> **EXERCISE REQUIREMENTS**
A verbatim transcription of every record below is required.

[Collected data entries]
━━━━━━━━━━━━━━━━━━━━━━━━━━━━━━

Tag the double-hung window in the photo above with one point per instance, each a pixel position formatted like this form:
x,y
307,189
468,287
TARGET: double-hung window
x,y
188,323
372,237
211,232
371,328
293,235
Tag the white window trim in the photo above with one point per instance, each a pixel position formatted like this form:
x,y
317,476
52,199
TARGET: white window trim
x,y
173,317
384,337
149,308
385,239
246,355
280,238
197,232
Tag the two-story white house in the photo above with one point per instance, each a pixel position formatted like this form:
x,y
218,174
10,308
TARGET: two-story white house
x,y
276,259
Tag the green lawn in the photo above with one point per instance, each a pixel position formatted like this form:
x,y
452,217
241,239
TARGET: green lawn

━━━━━━━━━━━━━━━━━━━━━━━━━━━━━━

> **RESPONSE BOX**
Tag the double-hung window in the photo above with one point per instance, each a pixel position formatted like this form:
x,y
307,189
468,287
TARGET: double-hung window
x,y
188,323
372,237
211,232
371,328
293,235
Tag the white window trim in the photo above with one point per instance, each a pixel position formatted like this form:
x,y
317,476
52,199
TARGET: white window trim
x,y
173,317
384,337
149,308
385,239
246,355
280,238
197,232
Tag the two-story white house in the photo above with one point per instance, each a pixel position formatted like this form:
x,y
218,174
10,308
TARGET: two-story white house
x,y
276,259
Tag the green lawn in the photo above with one point per instance, each a pixel position formatted like this form:
x,y
452,217
241,239
TARGET: green lawn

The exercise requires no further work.